WHAT THE TASK ASKS:
Rewrite every entry below, replacing "in this practice" with "in this exercise" wherever it occurs and leaving all other wording unchanged. Omit the pictures from your answer.

Records from a dataset:
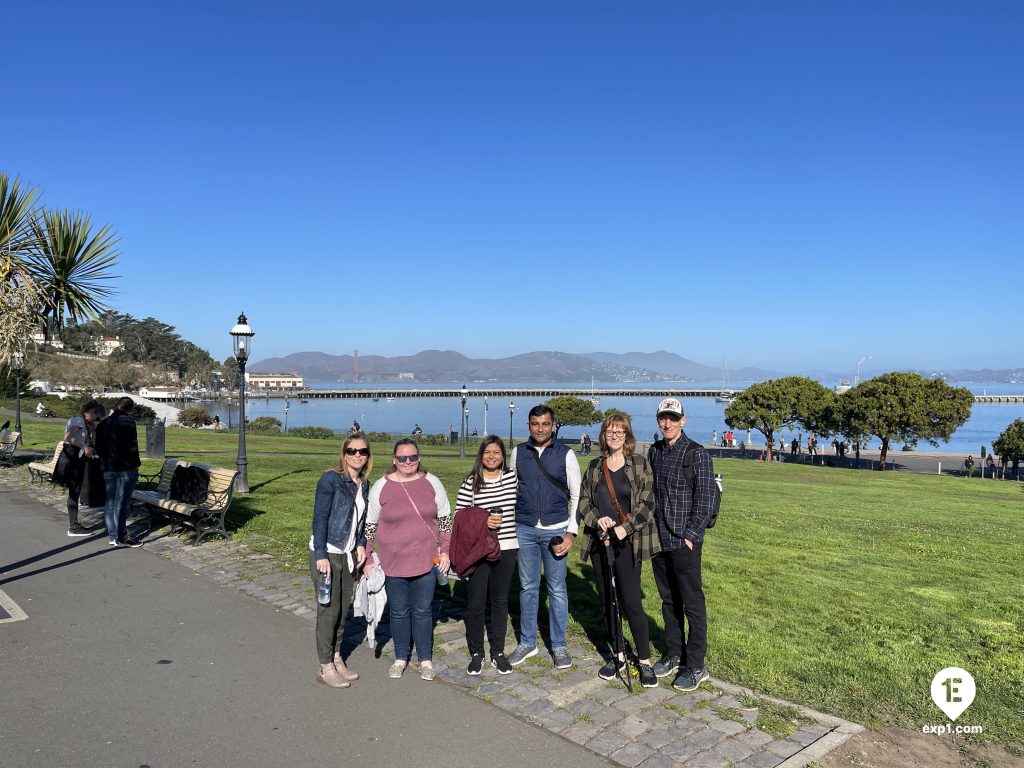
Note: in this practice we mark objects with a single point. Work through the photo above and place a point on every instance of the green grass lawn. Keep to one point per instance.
(845, 591)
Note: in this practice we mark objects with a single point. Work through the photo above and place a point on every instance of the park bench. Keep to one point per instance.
(8, 441)
(206, 514)
(44, 470)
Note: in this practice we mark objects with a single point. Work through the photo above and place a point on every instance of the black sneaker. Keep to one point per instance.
(611, 669)
(647, 677)
(689, 679)
(667, 666)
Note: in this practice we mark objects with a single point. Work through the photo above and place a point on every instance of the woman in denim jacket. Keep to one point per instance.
(339, 523)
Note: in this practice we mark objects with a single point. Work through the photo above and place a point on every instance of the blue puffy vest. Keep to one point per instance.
(537, 499)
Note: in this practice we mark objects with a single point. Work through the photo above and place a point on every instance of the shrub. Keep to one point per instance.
(195, 417)
(264, 424)
(315, 433)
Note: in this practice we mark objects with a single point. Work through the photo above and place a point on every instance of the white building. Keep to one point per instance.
(273, 381)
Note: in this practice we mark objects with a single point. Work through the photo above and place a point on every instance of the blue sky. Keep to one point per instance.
(788, 184)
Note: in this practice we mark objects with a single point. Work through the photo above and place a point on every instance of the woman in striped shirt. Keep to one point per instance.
(493, 486)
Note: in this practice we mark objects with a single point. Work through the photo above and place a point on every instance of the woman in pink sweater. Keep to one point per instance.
(409, 524)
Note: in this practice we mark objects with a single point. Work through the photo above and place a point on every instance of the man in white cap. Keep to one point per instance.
(684, 485)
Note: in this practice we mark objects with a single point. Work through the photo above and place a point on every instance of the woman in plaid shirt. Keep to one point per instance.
(628, 521)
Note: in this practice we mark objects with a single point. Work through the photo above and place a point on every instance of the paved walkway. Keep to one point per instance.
(718, 725)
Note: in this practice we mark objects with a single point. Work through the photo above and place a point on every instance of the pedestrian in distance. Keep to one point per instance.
(492, 484)
(616, 505)
(337, 551)
(82, 470)
(117, 444)
(683, 509)
(546, 527)
(409, 525)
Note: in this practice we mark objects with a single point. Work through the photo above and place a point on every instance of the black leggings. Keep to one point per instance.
(495, 580)
(630, 593)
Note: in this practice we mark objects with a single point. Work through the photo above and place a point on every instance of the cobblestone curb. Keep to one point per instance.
(719, 724)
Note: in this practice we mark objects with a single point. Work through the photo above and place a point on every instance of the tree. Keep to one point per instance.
(572, 412)
(72, 266)
(906, 408)
(1010, 444)
(19, 297)
(769, 406)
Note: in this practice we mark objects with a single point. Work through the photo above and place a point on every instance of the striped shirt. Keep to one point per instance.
(500, 493)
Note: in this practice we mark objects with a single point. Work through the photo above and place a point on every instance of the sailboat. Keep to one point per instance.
(726, 395)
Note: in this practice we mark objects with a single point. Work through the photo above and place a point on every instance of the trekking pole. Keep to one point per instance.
(614, 615)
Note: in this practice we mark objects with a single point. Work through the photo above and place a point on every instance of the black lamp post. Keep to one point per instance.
(462, 425)
(242, 335)
(17, 360)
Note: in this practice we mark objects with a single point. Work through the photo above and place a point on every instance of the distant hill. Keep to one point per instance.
(448, 366)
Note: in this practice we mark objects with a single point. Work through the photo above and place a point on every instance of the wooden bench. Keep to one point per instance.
(43, 471)
(206, 518)
(8, 441)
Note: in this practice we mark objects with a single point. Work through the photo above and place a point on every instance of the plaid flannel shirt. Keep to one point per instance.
(682, 510)
(640, 528)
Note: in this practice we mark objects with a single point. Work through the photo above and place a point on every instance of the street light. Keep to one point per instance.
(462, 425)
(17, 359)
(856, 379)
(241, 336)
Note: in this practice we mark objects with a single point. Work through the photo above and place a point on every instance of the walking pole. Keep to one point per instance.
(614, 615)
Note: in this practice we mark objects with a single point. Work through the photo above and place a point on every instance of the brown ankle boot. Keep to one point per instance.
(328, 675)
(346, 674)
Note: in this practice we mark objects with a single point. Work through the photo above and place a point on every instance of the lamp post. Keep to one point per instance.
(17, 359)
(856, 379)
(241, 336)
(462, 425)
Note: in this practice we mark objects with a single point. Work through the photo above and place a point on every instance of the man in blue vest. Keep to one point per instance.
(546, 527)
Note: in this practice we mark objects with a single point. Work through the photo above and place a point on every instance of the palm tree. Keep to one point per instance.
(19, 298)
(71, 266)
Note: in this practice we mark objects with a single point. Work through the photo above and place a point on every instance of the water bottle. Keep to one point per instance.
(324, 593)
(441, 577)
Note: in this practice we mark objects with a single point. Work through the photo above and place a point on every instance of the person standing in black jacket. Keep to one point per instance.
(117, 443)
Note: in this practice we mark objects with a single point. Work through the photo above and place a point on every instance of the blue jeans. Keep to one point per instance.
(534, 552)
(119, 488)
(409, 600)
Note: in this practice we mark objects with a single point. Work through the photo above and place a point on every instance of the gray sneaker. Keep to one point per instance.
(561, 658)
(690, 679)
(520, 654)
(667, 666)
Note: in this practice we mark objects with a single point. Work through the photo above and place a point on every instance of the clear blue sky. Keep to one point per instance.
(790, 184)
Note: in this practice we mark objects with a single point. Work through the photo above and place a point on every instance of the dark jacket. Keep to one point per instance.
(538, 499)
(472, 541)
(117, 442)
(640, 528)
(333, 511)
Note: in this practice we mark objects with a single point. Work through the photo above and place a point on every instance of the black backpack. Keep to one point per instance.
(691, 477)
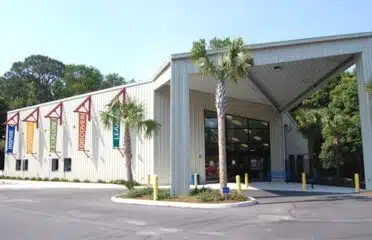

THE OUTPUT:
Note: in this exercise we mark objects with a single point. Work through the photo above and place a point on every instance of the green grass lawn. Keep to one point per instance.
(845, 591)
Note: in this exercise we mark objects with a single point. Work through the photo above and place a point on every instance of the park bench. Keep to one point per instance.
(8, 441)
(206, 514)
(44, 470)
Note: in this exercise we mark objects with a single point. Work through the photo above and place a point on every instance of the black sneaker. Keep to one point per instance.
(611, 669)
(647, 677)
(689, 679)
(667, 666)
Note: in this exercise we mark objects with a single point. Work through the photo above and place a point on every instance of the woman in denim jacket. Keep to one point per instance.
(339, 523)
Note: in this exercise we mark objects with a single point. Work through the photo above and place a point on every instance of the blue puffy vest. Keep to one point per instance.
(537, 499)
Note: in this exercise we mark objects with a single point. Work through the photo above and place a point on every instance of the shrub. Keep to one point per instance.
(195, 417)
(264, 424)
(315, 433)
Note: in this exercise we mark objects with a single point. Work through the photo above and place a point on every instance of the white building. Keep to one point per instance.
(273, 381)
Note: in this exercise we mark objects with a single point. Work through the photo above and place a point on every instance of the blue sky. Keep to one point per instance.
(788, 184)
Note: in this exercise we mark objects with a single point. Work through the photo above and place a point on every instance of the woman in striped shirt. Keep to one point per instance.
(493, 486)
Note: in this exercise we mark objects with a single point. Work through the photo above and place a point on every instance of the woman in pink sweater. Keep to one point per instance.
(409, 524)
Note: in this exercise we mark objects with a single point. Work through the photo above and place a point on every instance of the man in white cap. Keep to one point per instance.
(684, 485)
Note: in this exercise we mark objects with a single point. Work through the photo above and place a point on every instance of the woman in plaid shirt. Keep to one point per instance.
(628, 521)
Note: in this exercise we mark objects with a single point. Work through the photo above and place a point on every instance of the paved walkway. Keep to one point per instance.
(718, 725)
Note: in this exercise we mark objects with a single point. Work through the photo above and place a point on every instance of the pedestrian in distance. Keep to one point per instance.
(492, 484)
(616, 505)
(337, 551)
(82, 470)
(117, 444)
(683, 509)
(546, 527)
(409, 525)
Note: in this exercise we mark objects with a single point. Work through the photo above and place a point on every instance of the black leggings. Keep to one point per instance.
(495, 580)
(630, 593)
Note: in this exercise we mark objects with a single point. Work through the photo above and place a point on every instance of the cobblestone curb. Keep to one point per instance.
(719, 724)
Note: in this exercise we mark objects with a single point. Work through the photo above and place a point on every instance of the tree. Keep to one point per instance.
(572, 412)
(72, 266)
(906, 408)
(1010, 444)
(19, 297)
(769, 406)
Note: in this exercise we mark objects with a single point. Work through the photo above and place a point on every instance of the striped shirt. Keep to one point per instance.
(500, 493)
Note: in this exercise we mark objects with a single point. Work through the photo above and place a point on every instance of the sailboat. Keep to one point per instance.
(726, 395)
Note: in this exercise we mark objects with a single point. Work through the photo above and place a point on every instance of the trekking pole. Keep to one point per instance.
(614, 615)
Note: in this exercise we mark objects with a single point. Work through the photo above and place a point on every instance of the black lamp post. Keep to one point per instance.
(462, 425)
(242, 335)
(17, 360)
Note: in this exercise we mark objects with a single point. Work through the photo above and place a point on every instance of the distant hill. Keep to one point per instance.
(448, 366)
Note: in this exercise we mark objects with a single point. Work through the photo above and place a point on every instance of the wooden bench. Keep to one point per instance.
(43, 471)
(206, 518)
(8, 441)
Note: in this exercise we mark objects with a single point. Work through the photo above and place a point on every instance of the plaid flannel shirt. Keep to one point per instance.
(682, 510)
(640, 528)
Note: in this exercise we mark objects with a single point. Work through the photo above and place a point on every instance of the street light. Keep to one point per instance.
(462, 425)
(17, 359)
(856, 379)
(241, 336)
Note: in this exercise we mark objects with a single point. Work through the photo above and place a point on every instance of the walking pole. Keep to one point per instance.
(614, 615)
Note: in this exercise we mark objects with a single point. Work through the photo above and place a point on every instance of the brown ankle boot. Keep to one point per instance.
(328, 675)
(346, 674)
Note: in this exercise we mark objects with a single point. Work through the photo above and place a point on every instance of the lamp post. Keep to one point per instance.
(17, 359)
(856, 379)
(241, 336)
(462, 425)
Note: in this exercise we mark objects with a single point. Work through the photo above and place a point on every instance of the man in blue vest. Keep to one point per instance.
(546, 527)
Note: in this exercise we mark objects with a single point. Work through the photo above and place a point on every instance of the palm tree. Keep to one point per instance.
(19, 298)
(71, 266)
Note: in this exercise we mark objects with a single point. Work through the photo above and place a point on every instance of the water bottle. Keep to one point per instance.
(324, 593)
(441, 577)
Note: in this exercise we mark objects with a single point. Work through the photo above and place a point on every instance of the person standing in black jacket. Keep to one point per instance.
(117, 443)
Note: in this exercise we mark objects with a single point. Work through the photo above and place a point on every instance of the blue jeans. Keep to one point per instance.
(534, 552)
(119, 488)
(409, 600)
Note: in this exercise we mark objects with a single point. Work through the photo above and place a point on every instance of the gray sneaker. Keep to one point per instance.
(561, 658)
(690, 679)
(520, 654)
(667, 666)
Note: in this exercise we mark objects with a single point. Work through the photo above and place a point on every instance of the clear blue sky. Keep to one point per instance.
(790, 184)
Note: in this exercise we mark objects with a single point. Work through the photo above and place a point on every instance of the dark jacket. Keep to one point per instance.
(538, 499)
(472, 541)
(117, 442)
(640, 528)
(333, 511)
Note: in this exercise we mark objects with a single point. Work through the photo above and place a point on every instance of the black backpack. Keep to one point per instance.
(691, 477)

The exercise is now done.